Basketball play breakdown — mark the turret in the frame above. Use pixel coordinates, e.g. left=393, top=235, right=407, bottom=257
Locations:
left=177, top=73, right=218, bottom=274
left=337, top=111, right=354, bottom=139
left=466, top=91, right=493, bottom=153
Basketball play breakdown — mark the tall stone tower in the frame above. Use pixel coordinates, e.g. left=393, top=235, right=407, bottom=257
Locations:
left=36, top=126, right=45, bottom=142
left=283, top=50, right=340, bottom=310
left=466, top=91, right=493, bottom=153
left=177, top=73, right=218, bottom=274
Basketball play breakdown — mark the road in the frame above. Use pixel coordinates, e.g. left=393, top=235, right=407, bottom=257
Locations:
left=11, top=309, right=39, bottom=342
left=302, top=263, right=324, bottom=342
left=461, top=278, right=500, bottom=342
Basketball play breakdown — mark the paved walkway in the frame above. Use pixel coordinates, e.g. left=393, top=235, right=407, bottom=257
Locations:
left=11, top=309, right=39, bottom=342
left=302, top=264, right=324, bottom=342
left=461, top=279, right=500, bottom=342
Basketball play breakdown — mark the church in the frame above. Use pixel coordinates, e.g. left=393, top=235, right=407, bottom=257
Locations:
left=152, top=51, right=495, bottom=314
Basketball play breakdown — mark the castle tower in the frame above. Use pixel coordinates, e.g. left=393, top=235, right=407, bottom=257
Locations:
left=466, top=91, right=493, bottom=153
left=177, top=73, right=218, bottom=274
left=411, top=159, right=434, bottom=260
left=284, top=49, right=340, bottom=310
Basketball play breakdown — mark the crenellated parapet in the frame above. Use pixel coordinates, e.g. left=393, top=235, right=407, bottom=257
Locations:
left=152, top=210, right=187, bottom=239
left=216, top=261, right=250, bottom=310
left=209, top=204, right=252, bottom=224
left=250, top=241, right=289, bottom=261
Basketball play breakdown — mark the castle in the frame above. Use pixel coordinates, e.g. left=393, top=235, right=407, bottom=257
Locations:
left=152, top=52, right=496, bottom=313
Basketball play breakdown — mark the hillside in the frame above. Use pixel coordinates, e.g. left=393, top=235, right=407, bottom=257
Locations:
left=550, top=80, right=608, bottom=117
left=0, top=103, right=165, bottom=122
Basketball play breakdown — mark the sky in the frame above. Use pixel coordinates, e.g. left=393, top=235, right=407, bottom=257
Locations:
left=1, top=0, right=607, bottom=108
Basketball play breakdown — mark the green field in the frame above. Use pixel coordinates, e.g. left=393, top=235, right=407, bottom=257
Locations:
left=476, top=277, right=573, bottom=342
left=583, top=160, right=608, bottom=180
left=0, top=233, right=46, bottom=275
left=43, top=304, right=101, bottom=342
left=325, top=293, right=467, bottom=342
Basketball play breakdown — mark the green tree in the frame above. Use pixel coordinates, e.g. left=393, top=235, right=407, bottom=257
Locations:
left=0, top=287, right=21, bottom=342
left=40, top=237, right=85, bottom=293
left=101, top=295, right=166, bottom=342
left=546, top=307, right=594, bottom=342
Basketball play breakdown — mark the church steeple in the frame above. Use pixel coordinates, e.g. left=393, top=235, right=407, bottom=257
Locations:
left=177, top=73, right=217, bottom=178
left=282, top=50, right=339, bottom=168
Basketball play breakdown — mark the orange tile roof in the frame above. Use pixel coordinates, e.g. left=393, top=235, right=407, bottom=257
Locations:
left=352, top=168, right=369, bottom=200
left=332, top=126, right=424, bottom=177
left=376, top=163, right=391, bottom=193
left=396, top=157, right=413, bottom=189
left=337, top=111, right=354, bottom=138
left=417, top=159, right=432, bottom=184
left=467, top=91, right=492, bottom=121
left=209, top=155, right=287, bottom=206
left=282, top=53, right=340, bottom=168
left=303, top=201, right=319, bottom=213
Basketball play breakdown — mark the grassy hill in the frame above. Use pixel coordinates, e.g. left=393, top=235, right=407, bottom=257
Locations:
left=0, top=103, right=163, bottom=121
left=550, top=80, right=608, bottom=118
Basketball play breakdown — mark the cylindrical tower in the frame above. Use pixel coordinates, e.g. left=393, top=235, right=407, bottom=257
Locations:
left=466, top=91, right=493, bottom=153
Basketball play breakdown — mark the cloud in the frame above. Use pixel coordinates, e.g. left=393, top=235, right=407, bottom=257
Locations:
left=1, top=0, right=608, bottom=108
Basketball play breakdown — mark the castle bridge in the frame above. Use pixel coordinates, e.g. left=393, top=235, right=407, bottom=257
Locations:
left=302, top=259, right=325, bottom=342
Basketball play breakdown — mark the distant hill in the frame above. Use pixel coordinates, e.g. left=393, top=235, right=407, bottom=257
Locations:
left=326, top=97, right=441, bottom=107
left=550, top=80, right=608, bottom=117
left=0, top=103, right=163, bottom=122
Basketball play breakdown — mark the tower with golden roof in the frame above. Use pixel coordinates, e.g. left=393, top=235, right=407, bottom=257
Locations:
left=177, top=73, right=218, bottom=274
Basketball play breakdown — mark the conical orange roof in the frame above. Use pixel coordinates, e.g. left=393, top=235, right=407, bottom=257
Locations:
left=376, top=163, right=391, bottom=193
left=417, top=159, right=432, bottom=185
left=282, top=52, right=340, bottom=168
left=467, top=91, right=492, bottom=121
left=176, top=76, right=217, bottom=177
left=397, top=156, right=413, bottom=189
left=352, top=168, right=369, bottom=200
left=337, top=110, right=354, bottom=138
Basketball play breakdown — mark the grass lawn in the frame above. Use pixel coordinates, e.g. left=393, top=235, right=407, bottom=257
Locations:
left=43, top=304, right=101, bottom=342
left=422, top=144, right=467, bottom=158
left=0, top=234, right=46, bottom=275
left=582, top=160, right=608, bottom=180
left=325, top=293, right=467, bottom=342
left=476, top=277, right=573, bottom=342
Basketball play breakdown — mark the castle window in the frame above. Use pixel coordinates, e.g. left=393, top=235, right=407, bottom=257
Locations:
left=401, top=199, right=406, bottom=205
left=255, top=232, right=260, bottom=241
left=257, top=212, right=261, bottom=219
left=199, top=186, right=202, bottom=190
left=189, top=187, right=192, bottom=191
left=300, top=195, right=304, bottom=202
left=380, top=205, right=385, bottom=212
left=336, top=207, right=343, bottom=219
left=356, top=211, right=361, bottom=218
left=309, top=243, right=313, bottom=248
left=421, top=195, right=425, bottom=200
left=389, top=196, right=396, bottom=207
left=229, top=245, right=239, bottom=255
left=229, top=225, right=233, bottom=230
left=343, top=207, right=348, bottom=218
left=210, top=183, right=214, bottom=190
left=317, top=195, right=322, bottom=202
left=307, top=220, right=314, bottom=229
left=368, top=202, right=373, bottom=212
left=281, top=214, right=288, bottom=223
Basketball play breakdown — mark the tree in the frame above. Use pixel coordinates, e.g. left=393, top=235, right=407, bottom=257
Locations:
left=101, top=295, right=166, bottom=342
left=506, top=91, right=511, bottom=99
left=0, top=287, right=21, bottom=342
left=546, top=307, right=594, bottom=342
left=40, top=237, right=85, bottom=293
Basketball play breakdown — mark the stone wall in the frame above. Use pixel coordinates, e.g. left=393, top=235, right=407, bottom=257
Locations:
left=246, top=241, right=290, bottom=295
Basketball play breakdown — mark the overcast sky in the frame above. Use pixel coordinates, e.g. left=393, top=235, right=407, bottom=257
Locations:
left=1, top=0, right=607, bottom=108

---*---

- _Task brief_
What's wanted here is every record, retyped exactly as shown above.

- _Problem solution_
Basketball play breakdown — mark the turret in the frame above. Use pixel coordinates, e.g. left=393, top=235, right=407, bottom=257
Locations:
left=177, top=73, right=218, bottom=274
left=337, top=111, right=354, bottom=139
left=466, top=91, right=493, bottom=153
Basketball play breakdown — mark the tall stone tower in the frame above. Use pixel coordinates, e.g. left=393, top=235, right=407, bottom=257
Locations:
left=36, top=126, right=45, bottom=142
left=283, top=50, right=340, bottom=310
left=466, top=91, right=493, bottom=153
left=177, top=73, right=218, bottom=274
Basketball play breakdown — mark the road in the frame above. Use pixel coordinates, e.g. left=393, top=235, right=407, bottom=257
Locations:
left=11, top=309, right=39, bottom=342
left=302, top=263, right=324, bottom=342
left=461, top=278, right=500, bottom=342
Basketball play breakdown — mark the paved walkway in the frame above. Use pixel coordinates, e.g. left=393, top=235, right=407, bottom=257
Locations:
left=11, top=309, right=39, bottom=342
left=302, top=264, right=324, bottom=342
left=461, top=279, right=500, bottom=342
Basketball play breakdown — mark the church in the frame above. Use pixel coordinates, e.g. left=393, top=235, right=407, bottom=257
Locations:
left=152, top=51, right=495, bottom=314
Basketball play breakdown — mark the castle tower in the frame above. Use pixel coordinates, e.g. left=393, top=235, right=407, bottom=257
Locations:
left=466, top=91, right=493, bottom=153
left=177, top=73, right=218, bottom=274
left=411, top=159, right=434, bottom=260
left=284, top=49, right=340, bottom=310
Basketball play breakdown — mark the crenellated parapet in the frame above. Use pixel coordinates, e.g. left=393, top=235, right=407, bottom=257
Locations:
left=152, top=210, right=187, bottom=239
left=216, top=261, right=250, bottom=310
left=209, top=204, right=252, bottom=224
left=250, top=241, right=289, bottom=261
Basketball play breakdown — mark the castle in the frame above. Use pixel coordinates, e.g. left=393, top=235, right=407, bottom=257
Locations:
left=152, top=52, right=496, bottom=313
Basketball play breakdown — mark the hillside in the frame above. Use pixel coordinates, e.g. left=393, top=235, right=407, bottom=257
Locations:
left=550, top=80, right=608, bottom=117
left=0, top=103, right=165, bottom=122
Basketball play breakdown — mark the sky in the frame above. Use pixel coordinates, e.g. left=393, top=235, right=407, bottom=257
Locations:
left=1, top=0, right=607, bottom=108
Basketball play breakdown — mark the green field in the frame above. Use pixel coordinates, e.g. left=393, top=235, right=407, bottom=257
Locations:
left=476, top=277, right=573, bottom=342
left=583, top=160, right=608, bottom=180
left=0, top=233, right=46, bottom=275
left=43, top=304, right=101, bottom=342
left=325, top=293, right=467, bottom=342
Basketball play breakdown — mark the green tree in the frame above. Use pixel coordinates, e.g. left=393, top=235, right=407, bottom=257
Locations:
left=0, top=287, right=21, bottom=342
left=40, top=237, right=85, bottom=293
left=101, top=295, right=166, bottom=342
left=546, top=307, right=594, bottom=342
Basketball play breakdown — mark the church steeple in the frame above. Use pixel coordinates, e.g. left=393, top=235, right=407, bottom=257
Locations:
left=177, top=73, right=217, bottom=178
left=282, top=50, right=339, bottom=168
Basketball play breakdown — mark the orange tile roof in the frame above. Use pixel coordinates, e.g. left=393, top=235, right=407, bottom=257
Locations:
left=352, top=168, right=369, bottom=200
left=332, top=126, right=424, bottom=177
left=376, top=163, right=391, bottom=193
left=396, top=157, right=413, bottom=189
left=337, top=111, right=354, bottom=138
left=417, top=159, right=432, bottom=184
left=467, top=91, right=492, bottom=121
left=209, top=155, right=287, bottom=206
left=282, top=53, right=340, bottom=168
left=303, top=201, right=319, bottom=213
Basketball play breakdown — mark the grassy hill in the frame above. Use pixel coordinates, e.g. left=393, top=235, right=407, bottom=257
Locations:
left=0, top=103, right=163, bottom=121
left=550, top=80, right=608, bottom=118
Basketball play breakdown — mark the cylindrical tower in the frame above. Use pixel coordinates, e.g. left=393, top=235, right=407, bottom=257
Locations:
left=466, top=91, right=493, bottom=153
Basketball play breakdown — mark the cloud in the frame above. Use pixel coordinates, e.g. left=393, top=235, right=407, bottom=257
Locations:
left=1, top=0, right=608, bottom=108
Basketball play breakdown — mark the castle bridge in the frame above. Use pixel coordinates, e.g. left=393, top=235, right=407, bottom=257
Locations:
left=302, top=259, right=325, bottom=342
Basketball play breakdown — mark the distant hill in the frame above. Use pixel coordinates, e.g. left=393, top=235, right=407, bottom=257
Locations:
left=326, top=97, right=441, bottom=107
left=550, top=80, right=608, bottom=117
left=0, top=103, right=163, bottom=122
Basketball play breakdown — mark the tower with golden roof in the frame above. Use pixel coordinates, e.g. left=393, top=235, right=407, bottom=257
Locations:
left=177, top=73, right=218, bottom=274
Basketball play breakdown — mark the conical orange roof in the frame above. Use pixel coordinates, e.g. left=393, top=235, right=407, bottom=257
Locations:
left=376, top=163, right=391, bottom=193
left=417, top=159, right=432, bottom=185
left=282, top=52, right=340, bottom=168
left=467, top=91, right=492, bottom=121
left=176, top=76, right=217, bottom=177
left=397, top=156, right=413, bottom=189
left=352, top=168, right=369, bottom=200
left=337, top=110, right=354, bottom=138
Basketball play breakdown — mark the grass lawn in the frame above. Use pixel coordinates, e.g. left=393, top=235, right=407, bottom=257
Locations:
left=43, top=304, right=101, bottom=342
left=422, top=144, right=467, bottom=158
left=0, top=234, right=46, bottom=275
left=582, top=160, right=608, bottom=180
left=325, top=293, right=467, bottom=342
left=476, top=277, right=573, bottom=342
Basketball play breakdown — mark the castle window in the frame above. Use pixel coordinates, e.g. left=393, top=235, right=407, bottom=257
Locations:
left=401, top=199, right=406, bottom=205
left=255, top=232, right=260, bottom=241
left=257, top=212, right=261, bottom=219
left=199, top=186, right=202, bottom=190
left=189, top=187, right=192, bottom=191
left=300, top=195, right=304, bottom=202
left=380, top=205, right=385, bottom=212
left=336, top=207, right=343, bottom=219
left=356, top=211, right=361, bottom=218
left=309, top=243, right=313, bottom=248
left=421, top=195, right=425, bottom=200
left=389, top=196, right=396, bottom=207
left=229, top=245, right=239, bottom=255
left=229, top=225, right=233, bottom=230
left=343, top=207, right=348, bottom=218
left=210, top=183, right=214, bottom=190
left=317, top=195, right=322, bottom=202
left=307, top=220, right=314, bottom=229
left=368, top=202, right=373, bottom=212
left=281, top=214, right=288, bottom=223
Basketball play breakdown — mark the tree in the frame above. Use pixel coordinates, e.g. left=393, top=235, right=407, bottom=257
Locations:
left=101, top=295, right=166, bottom=342
left=506, top=91, right=511, bottom=99
left=0, top=287, right=21, bottom=342
left=546, top=307, right=594, bottom=342
left=40, top=237, right=85, bottom=293
Basketball play breakdown — mark the stone wall in the frame above. Use pixel coordinates, e.g. left=393, top=235, right=407, bottom=257
Locations:
left=246, top=241, right=290, bottom=295
Basketball play breakdown — mark the overcast sky in the frame above. Use pixel coordinates, e.g. left=393, top=235, right=407, bottom=257
Locations:
left=1, top=0, right=607, bottom=108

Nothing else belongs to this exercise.